Task statement: Each line from the one containing "Attention annotators: the target object for this HIT is grass" to the end of the entries is to be repeated exactly, and no other line.

Data excerpts:
◇ ◇ ◇ ◇ ◇ ◇ ◇
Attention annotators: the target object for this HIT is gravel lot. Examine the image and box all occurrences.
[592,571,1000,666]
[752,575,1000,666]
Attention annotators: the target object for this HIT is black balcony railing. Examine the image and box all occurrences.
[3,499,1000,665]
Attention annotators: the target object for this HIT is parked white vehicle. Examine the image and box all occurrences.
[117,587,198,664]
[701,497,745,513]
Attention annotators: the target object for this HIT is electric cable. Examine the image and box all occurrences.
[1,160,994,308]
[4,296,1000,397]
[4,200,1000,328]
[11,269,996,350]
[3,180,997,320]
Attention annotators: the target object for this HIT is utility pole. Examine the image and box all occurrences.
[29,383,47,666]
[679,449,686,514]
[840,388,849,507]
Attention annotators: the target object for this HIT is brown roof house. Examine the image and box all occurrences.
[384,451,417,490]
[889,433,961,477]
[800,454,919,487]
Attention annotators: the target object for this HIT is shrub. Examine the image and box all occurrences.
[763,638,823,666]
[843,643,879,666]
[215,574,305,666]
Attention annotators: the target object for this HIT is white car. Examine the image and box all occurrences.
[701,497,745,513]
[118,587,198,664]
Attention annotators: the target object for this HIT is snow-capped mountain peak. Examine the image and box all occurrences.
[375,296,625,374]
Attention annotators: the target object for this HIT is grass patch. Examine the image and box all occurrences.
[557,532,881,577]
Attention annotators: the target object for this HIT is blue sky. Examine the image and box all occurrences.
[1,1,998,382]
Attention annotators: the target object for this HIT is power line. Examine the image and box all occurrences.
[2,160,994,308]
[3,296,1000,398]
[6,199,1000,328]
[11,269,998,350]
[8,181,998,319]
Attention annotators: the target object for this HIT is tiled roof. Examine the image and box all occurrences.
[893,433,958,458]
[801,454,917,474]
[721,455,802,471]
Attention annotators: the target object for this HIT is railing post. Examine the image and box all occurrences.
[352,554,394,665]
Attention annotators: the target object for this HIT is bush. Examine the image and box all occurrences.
◇ ◇ ◇ ◇ ◇ ◇ ◇
Output below:
Attention annotators: the target object for this HIT is grass patch. Examine the image and box all occurrences.
[557,532,881,577]
Attention annotators: the target object for this HIT is blue sky. Examine the image and box all occurrences.
[1,1,998,382]
Attention annotators: the target object for this HIT is power line. Examine the image and box all occurrences.
[2,160,994,308]
[3,296,1000,398]
[6,199,1000,328]
[11,269,998,350]
[8,181,998,319]
Attention annotators: the target object for this HIT is tiled roof. Examine the image and box all occurrences.
[893,433,958,458]
[801,454,917,474]
[721,455,802,471]
Attention annotators: the target object for this HIT is railing post. Examine the image and box all occurrences.
[352,554,394,665]
Attention annotators: the target object for this HIT is bush. Examine the image and box all occurrences.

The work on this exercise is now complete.